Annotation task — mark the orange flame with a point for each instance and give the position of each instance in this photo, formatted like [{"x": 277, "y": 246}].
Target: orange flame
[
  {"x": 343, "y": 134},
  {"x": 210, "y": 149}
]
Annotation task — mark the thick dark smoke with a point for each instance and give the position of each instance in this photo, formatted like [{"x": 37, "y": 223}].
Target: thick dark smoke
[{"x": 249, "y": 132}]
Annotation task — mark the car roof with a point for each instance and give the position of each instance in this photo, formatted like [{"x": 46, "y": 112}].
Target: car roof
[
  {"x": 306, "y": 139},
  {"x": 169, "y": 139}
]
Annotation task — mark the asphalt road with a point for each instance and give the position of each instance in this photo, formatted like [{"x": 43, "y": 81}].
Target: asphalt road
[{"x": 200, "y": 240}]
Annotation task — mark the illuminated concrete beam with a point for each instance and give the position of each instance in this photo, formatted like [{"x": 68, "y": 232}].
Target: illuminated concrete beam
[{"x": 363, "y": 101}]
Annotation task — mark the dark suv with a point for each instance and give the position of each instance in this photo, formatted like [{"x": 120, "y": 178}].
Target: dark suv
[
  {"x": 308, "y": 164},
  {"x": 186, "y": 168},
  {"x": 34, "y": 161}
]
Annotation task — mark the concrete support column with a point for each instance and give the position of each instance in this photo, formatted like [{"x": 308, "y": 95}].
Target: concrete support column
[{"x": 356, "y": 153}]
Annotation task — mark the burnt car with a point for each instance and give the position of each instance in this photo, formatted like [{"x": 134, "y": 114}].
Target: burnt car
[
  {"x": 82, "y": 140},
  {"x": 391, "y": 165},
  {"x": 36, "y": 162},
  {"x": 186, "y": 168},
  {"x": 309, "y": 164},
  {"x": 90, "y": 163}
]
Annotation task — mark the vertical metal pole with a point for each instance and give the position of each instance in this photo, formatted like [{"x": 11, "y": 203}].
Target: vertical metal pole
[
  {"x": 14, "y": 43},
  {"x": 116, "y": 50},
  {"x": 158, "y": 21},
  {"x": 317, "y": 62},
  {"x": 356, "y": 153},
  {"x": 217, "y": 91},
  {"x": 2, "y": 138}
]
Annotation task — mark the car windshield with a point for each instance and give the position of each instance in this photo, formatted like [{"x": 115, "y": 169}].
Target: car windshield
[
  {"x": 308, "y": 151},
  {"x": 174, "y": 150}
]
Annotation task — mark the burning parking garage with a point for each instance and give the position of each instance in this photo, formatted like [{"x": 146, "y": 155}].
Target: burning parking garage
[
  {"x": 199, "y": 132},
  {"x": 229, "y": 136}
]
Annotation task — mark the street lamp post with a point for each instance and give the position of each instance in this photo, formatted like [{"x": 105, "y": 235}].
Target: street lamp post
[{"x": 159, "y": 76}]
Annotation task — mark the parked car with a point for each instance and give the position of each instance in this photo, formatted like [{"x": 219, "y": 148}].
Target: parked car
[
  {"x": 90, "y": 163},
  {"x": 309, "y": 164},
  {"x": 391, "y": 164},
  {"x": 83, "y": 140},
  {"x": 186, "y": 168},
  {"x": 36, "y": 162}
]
◆ ◆ ◆
Assigned task> Above are some lines. Repeat exactly, and only, those from the line that has "Target: asphalt road" through the line that has "Annotation task — mark the vertical".

Answer space>
Target: asphalt road
[{"x": 200, "y": 240}]
Annotation task — mark the illuminated concrete beam with a point for each instance and give the position of each instance in this photo, formatted like [{"x": 68, "y": 232}].
Target: illuminated concrete beam
[{"x": 363, "y": 101}]
Annotation task — mark the dark suv with a point for each instance and give the position of each instance in this photo, formatted like [{"x": 120, "y": 178}].
Target: dark suv
[
  {"x": 308, "y": 164},
  {"x": 186, "y": 168},
  {"x": 34, "y": 161}
]
Annotation task — mark the concrete support column with a point for each instance and give the position of each instance in this photo, formatted like [{"x": 308, "y": 95}].
Target: concrete support column
[{"x": 356, "y": 153}]
Annotation task — mark the burnt car with a point for each instance and give the position of each instance in this photo, formatted like [{"x": 134, "y": 114}].
Target: burnt car
[
  {"x": 82, "y": 140},
  {"x": 391, "y": 165},
  {"x": 36, "y": 162},
  {"x": 186, "y": 168},
  {"x": 309, "y": 164},
  {"x": 90, "y": 163}
]
Annotation task — mark the vertical metal pole with a point for each instance and give the position of each instance in this photo, formatted like [{"x": 11, "y": 203}].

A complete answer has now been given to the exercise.